┌─ Stored rows

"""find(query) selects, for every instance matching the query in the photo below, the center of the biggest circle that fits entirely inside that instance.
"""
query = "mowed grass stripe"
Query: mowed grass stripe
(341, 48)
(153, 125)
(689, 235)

└─

__Problem to work on__
Convert the material above into a JSON list of strings, one string per line, omitting any blank lines.

__Result of this exercise__
[
  "\"\"\"find(query) selects, for every instance matching the query in the photo below, the center of the biggest circle that fits entirely inside that instance.",
  "\"\"\"",
  "query = \"mowed grass stripe\"",
  "Query: mowed grass stripe",
  "(341, 48)",
  "(153, 125)",
  "(689, 235)"
]